Texto de estudio —

§ §

Siempre oigo a gente decir que no podrían vivir si se murieran sus padres. Y tienen razón. No se puede. No con esa misma alma. No puedes seguir viviendo con la misma alma cuando una parte de ella se ha ido lejos. Tan tan lejos que sabes que nunca volverá. Y es entonces cuando te mueres. Lo haces para volver a nacer, sin saberlo, con tu padre muerto dentro de tu alma. Es tu suspiro desesperado el que se junta con el alma de tu progenitor para entrelazarse y construir un nuevo ser. Mismo aspecto físico, una mente y un corazón totalmente diferente.

En mi caso no fue un suspiro. Fueron un millón de ellos. Un aprendizaje durante años. No me preguntéis cuantos, decidí dejar de contarlos cuando sobrepasaron los 20. Es triste hacerlo, pero fue un número tan redondo y tan bonito que decidí dejar de contar más allá de él. Nunca podré llegar a soportar seguir contando sabiendo que ese dato seguiría aumentando sin descanso, intentando perseguir a los años que hace que yo revoleteo por el mundo. Y es que con dos años no supe suspirar. No supe dejar matar mi alma para volver a hacerla nacer. Ni supe, ni pude hacerlo. Ni siquiera pude saber que era la vida, que era la muerte ni que era tener un padre. Y aprendí a base de llantos, de gritos ahogados, desesperados… Aprendí cerrando los ojos cada vez que la tristeza y la impotencia aparecían por la puerta de mi habitación. Después de 20 años pensando en ti cada día solo he aprendido que seguiré pensando otro día más en ti. Sin descansar ni aburrirme de hacerlo.

He perdido a gente en mi vida, pero no hay comparación que pueda servir. Y menos cuando es algo inesperado. Menos cuando es un accidente de tráfico y no es tu padre quien conduce. Y mucho menos cuando los que viajan con él sobreviven. Siempre suelo encontrar el por qué de las cosas. Después de más de 20 años todavía no he encontrado un “Por qué él” que me convenciera. Nunca llegué, ni llegaré, a entenderlo. Y ahora tengo claro que tengo la muerte de mi padre más que aceptada. Aceptada porque por mucho que luches contra el mundo y te rebeles contra todo aquél que se encuentre a tu alrededor, que lo he hecho, el hecho que te hizo morir y renacer no va a cambiar. Ni siquiera vas a poder volver atrás. Pero también tengo claro que no lo tengo superado. Si lo tuviera no pensaría en ti, ni llevaría uno de tus anillos encima… y mucho menos me querría tatuar tu nombre. Tatuarse es una locura. Y superar la muerte de tu padre, es otra más grande aun si cabe.

§ §

Datos proporcionados —
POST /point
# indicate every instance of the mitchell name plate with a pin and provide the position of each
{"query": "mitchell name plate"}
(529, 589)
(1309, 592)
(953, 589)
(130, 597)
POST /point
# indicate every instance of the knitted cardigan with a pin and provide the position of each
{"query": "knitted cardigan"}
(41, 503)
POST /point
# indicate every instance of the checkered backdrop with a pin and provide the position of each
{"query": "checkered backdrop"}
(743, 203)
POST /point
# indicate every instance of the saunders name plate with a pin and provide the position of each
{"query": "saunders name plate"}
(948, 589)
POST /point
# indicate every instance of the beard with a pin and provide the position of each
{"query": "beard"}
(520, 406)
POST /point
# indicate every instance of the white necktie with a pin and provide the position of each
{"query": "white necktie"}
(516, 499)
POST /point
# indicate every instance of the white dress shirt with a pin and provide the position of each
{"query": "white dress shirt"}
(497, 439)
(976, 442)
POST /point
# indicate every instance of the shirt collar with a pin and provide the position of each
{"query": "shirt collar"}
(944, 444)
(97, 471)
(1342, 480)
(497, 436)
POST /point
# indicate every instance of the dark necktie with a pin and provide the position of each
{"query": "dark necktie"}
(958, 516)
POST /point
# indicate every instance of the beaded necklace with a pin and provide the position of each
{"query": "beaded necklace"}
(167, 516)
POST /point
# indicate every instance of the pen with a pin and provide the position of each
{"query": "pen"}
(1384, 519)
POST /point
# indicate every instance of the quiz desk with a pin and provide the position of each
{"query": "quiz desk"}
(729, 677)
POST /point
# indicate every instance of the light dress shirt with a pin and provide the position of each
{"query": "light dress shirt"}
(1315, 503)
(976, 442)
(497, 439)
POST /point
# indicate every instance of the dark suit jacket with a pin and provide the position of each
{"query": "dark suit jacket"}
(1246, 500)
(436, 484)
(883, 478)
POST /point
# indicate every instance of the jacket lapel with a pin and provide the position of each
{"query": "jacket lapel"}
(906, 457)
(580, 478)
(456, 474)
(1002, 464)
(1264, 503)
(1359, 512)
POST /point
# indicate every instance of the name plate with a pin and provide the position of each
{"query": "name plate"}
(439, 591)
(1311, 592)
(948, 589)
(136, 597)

§ §

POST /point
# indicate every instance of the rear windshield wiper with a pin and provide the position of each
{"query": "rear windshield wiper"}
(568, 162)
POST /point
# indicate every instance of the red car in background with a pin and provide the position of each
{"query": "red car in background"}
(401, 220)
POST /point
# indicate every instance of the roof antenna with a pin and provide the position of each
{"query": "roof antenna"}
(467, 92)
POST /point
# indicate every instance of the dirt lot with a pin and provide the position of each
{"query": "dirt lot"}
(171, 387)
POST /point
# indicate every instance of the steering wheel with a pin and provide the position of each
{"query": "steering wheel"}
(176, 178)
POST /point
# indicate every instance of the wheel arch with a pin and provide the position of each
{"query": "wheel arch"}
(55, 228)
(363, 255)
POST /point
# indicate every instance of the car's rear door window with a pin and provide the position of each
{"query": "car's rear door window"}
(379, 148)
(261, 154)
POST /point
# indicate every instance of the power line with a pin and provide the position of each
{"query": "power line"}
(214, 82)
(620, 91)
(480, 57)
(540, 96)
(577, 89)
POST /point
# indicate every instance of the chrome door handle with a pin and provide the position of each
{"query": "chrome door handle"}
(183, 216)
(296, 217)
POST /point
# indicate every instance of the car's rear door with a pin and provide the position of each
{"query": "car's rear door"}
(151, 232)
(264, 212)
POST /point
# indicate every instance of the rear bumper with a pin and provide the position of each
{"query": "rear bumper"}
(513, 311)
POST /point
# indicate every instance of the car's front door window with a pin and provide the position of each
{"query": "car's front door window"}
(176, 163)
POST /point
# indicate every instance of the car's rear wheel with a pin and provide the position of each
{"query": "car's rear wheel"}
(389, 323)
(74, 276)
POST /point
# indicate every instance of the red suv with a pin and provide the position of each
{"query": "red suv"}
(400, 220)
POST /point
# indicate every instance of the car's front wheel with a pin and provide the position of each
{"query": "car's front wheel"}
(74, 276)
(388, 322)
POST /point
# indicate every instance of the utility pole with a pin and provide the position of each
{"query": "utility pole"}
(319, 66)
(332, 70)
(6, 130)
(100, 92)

§ §

Consigna —
Cita del texto sobre la muerte del padre el pasaje que empieza con "Siempre oigo a" y sigue hasta "corazón totalmente diferente.".

Respuesta —
Siempre oigo a gente decir que no podrían vivir si se murieran sus padres. Y tienen razón. No se puede. No con esa misma alma. No puedes seguir viviendo con la misma alma cuando una parte de ella se ha ido lejos. Tan tan lejos que sabes que nunca volverá. Y es entonces cuando te mueres. Lo haces para volver a nacer, sin saberlo, con tu padre muerto dentro de tu alma. Es tu suspiro desesperado el que se junta con el alma de tu progenitor para entrelazarse y construir un nuevo ser. Mismo aspecto físico, una mente y un corazón totalmente diferente.